REQUIRED TASKS
1) According to the ice cream instructions, what ratio of crushed ice to rock salt is used when repacking the tub?
2) The ice cream instructions give a range of two to six hours for the final freezing. Explain why the longer time is preferable.

7. Carefully scrape ice and salt away from the can. Remove can and crank mechanism, wipe can free of salt and ice and remove dasher. Cover the frozen mixture with waxed paper, replace the cover and plug the hole.
8. Allow the ice cream to freeze for two to six hours. (Six hours lets it ripen properly, two will get you by.) Either place the can in the freezer of your refrigerator insulated in a towel, newspaper, or piece of carpet, or whatever, or empty the excess water from the tub and repack it to the rim with four parts of crushed ice to one part of rock salt and cover with insulation.
Common Problems With Freezing Your Own
You might find that your efforts turned out a mushy, grainy, or icy product. Before you turn in your crank and run off to your local store, consider:
1. You used too little salt. (Salt lowers the freezing temperature of water—that’s why Yankees throw it on their frozen roads to melt the ice).

DATA EXTRACT
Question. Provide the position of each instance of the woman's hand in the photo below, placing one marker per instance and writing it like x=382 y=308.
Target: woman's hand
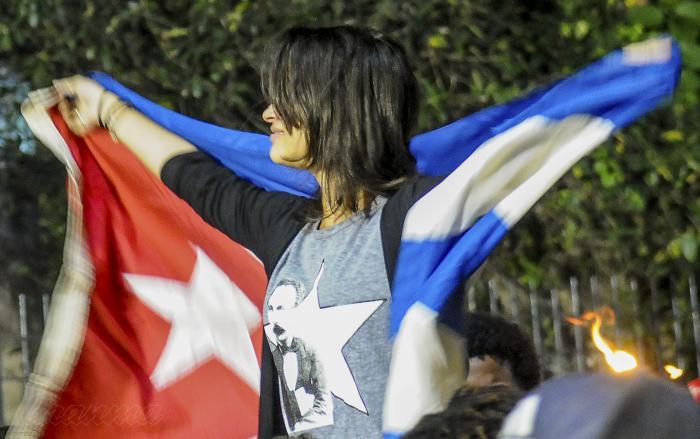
x=80 y=102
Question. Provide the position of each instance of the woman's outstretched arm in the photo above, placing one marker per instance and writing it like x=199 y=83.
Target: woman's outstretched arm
x=86 y=103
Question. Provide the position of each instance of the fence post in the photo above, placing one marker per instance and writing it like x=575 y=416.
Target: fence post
x=2 y=395
x=636 y=308
x=558 y=336
x=677 y=330
x=493 y=298
x=655 y=326
x=615 y=297
x=695 y=307
x=24 y=336
x=45 y=302
x=595 y=293
x=578 y=330
x=471 y=300
x=536 y=323
x=514 y=308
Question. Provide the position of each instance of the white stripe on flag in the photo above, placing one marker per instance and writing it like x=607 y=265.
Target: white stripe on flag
x=514 y=168
x=427 y=366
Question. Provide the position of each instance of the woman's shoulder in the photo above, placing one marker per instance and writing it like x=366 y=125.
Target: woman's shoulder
x=413 y=189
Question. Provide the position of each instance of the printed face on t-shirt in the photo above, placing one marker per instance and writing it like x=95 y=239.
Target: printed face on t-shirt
x=284 y=297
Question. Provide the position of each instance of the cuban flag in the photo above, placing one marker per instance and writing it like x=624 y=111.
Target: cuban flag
x=497 y=162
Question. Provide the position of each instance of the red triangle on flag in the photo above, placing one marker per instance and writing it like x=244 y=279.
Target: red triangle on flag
x=162 y=338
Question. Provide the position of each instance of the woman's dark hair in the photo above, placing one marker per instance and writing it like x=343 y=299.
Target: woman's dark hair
x=353 y=92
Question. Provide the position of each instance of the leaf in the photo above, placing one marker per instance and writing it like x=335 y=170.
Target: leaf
x=689 y=246
x=689 y=10
x=437 y=41
x=646 y=15
x=672 y=135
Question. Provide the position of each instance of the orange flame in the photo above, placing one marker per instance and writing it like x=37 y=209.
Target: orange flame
x=619 y=361
x=673 y=372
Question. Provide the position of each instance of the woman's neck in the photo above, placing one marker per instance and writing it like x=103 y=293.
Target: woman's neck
x=333 y=214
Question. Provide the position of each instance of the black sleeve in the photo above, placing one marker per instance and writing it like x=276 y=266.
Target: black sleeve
x=264 y=222
x=394 y=214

EXPECTED RESULTS
1) Four parts crushed ice to one part rock salt.

2) Six hours lets the ice cream ripen properly. Two hours is only enough to get by.